## Begin Input rows

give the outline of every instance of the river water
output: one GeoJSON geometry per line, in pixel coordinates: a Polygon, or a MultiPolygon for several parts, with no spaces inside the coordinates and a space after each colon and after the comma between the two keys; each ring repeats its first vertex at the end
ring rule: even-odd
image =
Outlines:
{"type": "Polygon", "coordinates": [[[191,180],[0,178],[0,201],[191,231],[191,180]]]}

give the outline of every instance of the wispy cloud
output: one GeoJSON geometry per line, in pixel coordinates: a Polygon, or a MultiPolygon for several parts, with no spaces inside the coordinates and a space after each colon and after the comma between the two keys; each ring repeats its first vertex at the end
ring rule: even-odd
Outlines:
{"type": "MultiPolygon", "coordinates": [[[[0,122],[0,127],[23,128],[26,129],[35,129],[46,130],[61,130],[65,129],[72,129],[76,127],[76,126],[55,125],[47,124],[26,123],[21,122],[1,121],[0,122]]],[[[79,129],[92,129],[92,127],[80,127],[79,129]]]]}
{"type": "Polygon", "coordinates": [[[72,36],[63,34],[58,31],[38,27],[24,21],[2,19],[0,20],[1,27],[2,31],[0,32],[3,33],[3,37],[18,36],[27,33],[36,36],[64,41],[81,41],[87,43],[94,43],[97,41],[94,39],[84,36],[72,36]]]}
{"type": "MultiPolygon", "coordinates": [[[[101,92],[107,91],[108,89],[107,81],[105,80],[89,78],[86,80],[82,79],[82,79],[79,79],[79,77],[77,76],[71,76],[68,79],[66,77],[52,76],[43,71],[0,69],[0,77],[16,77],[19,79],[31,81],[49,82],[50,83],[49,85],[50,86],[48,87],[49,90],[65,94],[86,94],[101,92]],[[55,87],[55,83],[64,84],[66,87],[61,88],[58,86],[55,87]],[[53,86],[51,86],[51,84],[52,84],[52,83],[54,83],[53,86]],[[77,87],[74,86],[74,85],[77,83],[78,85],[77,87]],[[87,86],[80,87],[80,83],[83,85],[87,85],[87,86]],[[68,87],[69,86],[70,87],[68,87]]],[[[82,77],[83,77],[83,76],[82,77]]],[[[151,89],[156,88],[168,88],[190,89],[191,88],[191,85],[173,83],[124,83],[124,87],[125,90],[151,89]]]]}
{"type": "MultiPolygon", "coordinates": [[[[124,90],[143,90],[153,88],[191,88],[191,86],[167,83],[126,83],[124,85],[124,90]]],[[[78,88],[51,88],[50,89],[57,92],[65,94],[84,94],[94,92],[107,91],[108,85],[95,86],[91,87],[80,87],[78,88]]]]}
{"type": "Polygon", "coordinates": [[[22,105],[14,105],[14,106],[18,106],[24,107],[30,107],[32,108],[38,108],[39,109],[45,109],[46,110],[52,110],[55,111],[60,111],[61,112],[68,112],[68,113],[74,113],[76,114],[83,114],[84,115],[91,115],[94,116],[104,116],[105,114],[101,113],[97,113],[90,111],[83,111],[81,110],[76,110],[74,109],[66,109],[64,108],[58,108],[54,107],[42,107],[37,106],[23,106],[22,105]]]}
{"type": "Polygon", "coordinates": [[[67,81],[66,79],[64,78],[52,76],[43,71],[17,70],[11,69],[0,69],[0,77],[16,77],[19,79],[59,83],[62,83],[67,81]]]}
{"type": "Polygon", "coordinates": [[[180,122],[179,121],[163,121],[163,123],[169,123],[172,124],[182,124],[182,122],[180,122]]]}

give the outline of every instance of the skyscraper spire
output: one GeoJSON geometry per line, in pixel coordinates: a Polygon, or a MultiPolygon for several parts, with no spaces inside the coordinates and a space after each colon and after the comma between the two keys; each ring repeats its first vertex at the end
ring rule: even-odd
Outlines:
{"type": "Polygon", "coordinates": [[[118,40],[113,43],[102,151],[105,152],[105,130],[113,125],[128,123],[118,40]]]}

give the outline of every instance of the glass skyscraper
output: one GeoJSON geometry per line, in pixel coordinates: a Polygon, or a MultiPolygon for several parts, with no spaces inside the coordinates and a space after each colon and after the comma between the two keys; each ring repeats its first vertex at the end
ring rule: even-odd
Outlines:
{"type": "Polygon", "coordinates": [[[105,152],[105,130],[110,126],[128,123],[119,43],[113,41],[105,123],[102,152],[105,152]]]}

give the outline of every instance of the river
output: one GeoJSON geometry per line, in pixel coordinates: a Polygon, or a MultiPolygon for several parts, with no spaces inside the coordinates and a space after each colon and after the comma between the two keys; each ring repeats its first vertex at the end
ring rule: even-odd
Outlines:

## End Input rows

# Objective:
Write out the entries in full, exactly as given.

# Expected answer:
give the outline of every instance of the river water
output: one GeoJSON geometry per line, in pixel coordinates: a Polygon, or a MultiPolygon for several parts, with no spaces inside the coordinates and a space after each colon and after the comma between the two keys; each ring repeats its first vertex at the end
ring rule: even-odd
image =
Outlines:
{"type": "Polygon", "coordinates": [[[191,180],[0,178],[0,201],[191,231],[191,180]]]}

give the outline of every instance of the wispy cloud
output: one GeoJSON geometry per line, in pixel coordinates: a Polygon, or a MultiPolygon for several parts, with no spaces inside the coordinates and a space after each colon and after the comma between the two keys; each ring repeats its first vertex at the end
ring rule: even-odd
Outlines:
{"type": "MultiPolygon", "coordinates": [[[[0,122],[0,127],[23,128],[26,129],[35,129],[46,130],[61,130],[65,129],[72,129],[76,127],[76,126],[55,125],[47,124],[26,123],[21,122],[1,121],[0,122]]],[[[79,129],[92,129],[92,127],[80,127],[79,129]]]]}
{"type": "Polygon", "coordinates": [[[72,36],[63,34],[58,31],[38,27],[24,21],[2,19],[0,20],[1,27],[2,31],[0,32],[3,33],[3,37],[18,36],[27,33],[36,36],[64,41],[81,41],[87,43],[94,43],[97,41],[94,39],[84,36],[72,36]]]}
{"type": "MultiPolygon", "coordinates": [[[[101,92],[107,91],[108,89],[107,81],[105,80],[89,78],[86,80],[82,79],[82,79],[79,79],[79,77],[77,76],[71,76],[68,79],[66,77],[52,76],[43,71],[0,69],[0,77],[16,77],[19,79],[31,81],[49,82],[50,83],[49,85],[50,86],[48,87],[49,90],[65,94],[86,94],[101,92]],[[55,87],[55,83],[64,84],[66,87],[61,88],[58,86],[55,87]],[[53,86],[51,86],[51,84],[52,84],[52,83],[54,83],[53,86]],[[77,87],[74,86],[74,85],[77,83],[78,85],[77,87]],[[87,86],[80,87],[80,83],[83,85],[87,85],[87,86]],[[68,87],[69,86],[70,87],[68,87]]],[[[82,77],[83,77],[83,76],[82,77]]],[[[151,89],[156,88],[168,88],[190,89],[191,88],[191,85],[173,83],[124,83],[124,87],[125,90],[151,89]]]]}
{"type": "MultiPolygon", "coordinates": [[[[124,90],[143,90],[153,88],[191,88],[191,86],[167,83],[126,83],[124,85],[124,90]]],[[[78,88],[51,88],[50,89],[57,92],[65,94],[84,94],[94,92],[107,91],[108,85],[95,86],[91,87],[80,87],[78,88]]]]}
{"type": "Polygon", "coordinates": [[[22,105],[14,105],[14,106],[18,106],[24,107],[30,107],[32,108],[38,108],[39,109],[45,109],[46,110],[52,110],[55,111],[60,111],[61,112],[68,112],[68,113],[74,113],[76,114],[83,114],[84,115],[91,115],[94,116],[104,116],[105,114],[101,113],[97,113],[90,111],[83,111],[81,110],[76,110],[74,109],[66,109],[64,108],[58,108],[54,107],[42,107],[37,106],[23,106],[22,105]]]}
{"type": "Polygon", "coordinates": [[[67,81],[66,79],[64,78],[52,76],[43,71],[17,70],[11,69],[0,69],[0,77],[16,77],[19,79],[59,83],[62,83],[67,81]]]}
{"type": "Polygon", "coordinates": [[[180,122],[179,121],[163,121],[163,123],[169,123],[172,124],[182,124],[182,122],[180,122]]]}

give the outline of every instance of the skyscraper spire
output: one GeoJSON geometry per line, in pixel coordinates: a Polygon, or a MultiPolygon for several parts, with no spaces inside the coordinates and a space after each colon and after the comma between the two keys; each ring repeats its first vertex at the end
ring rule: even-odd
Outlines:
{"type": "Polygon", "coordinates": [[[118,40],[113,43],[102,151],[105,152],[105,130],[113,125],[128,123],[118,40]]]}

give the outline of every instance of the glass skyscraper
output: one GeoJSON geometry per line, in pixel coordinates: a Polygon, or a MultiPolygon for several parts, with no spaces inside the coordinates and a space after each colon and after the comma between the two keys; each ring repeats its first vertex at the end
ring rule: even-odd
Outlines:
{"type": "Polygon", "coordinates": [[[105,152],[105,130],[110,126],[128,123],[119,43],[113,41],[105,123],[102,152],[105,152]]]}

give the outline of every instance of the river
output: one GeoJSON geometry per line, in pixel coordinates: a Polygon, or a MultiPolygon for several parts, with no spaces inside the coordinates and a space after each colon and after the comma between the two keys; each ring repeats its first vertex at the end
ring rule: even-odd
Outlines:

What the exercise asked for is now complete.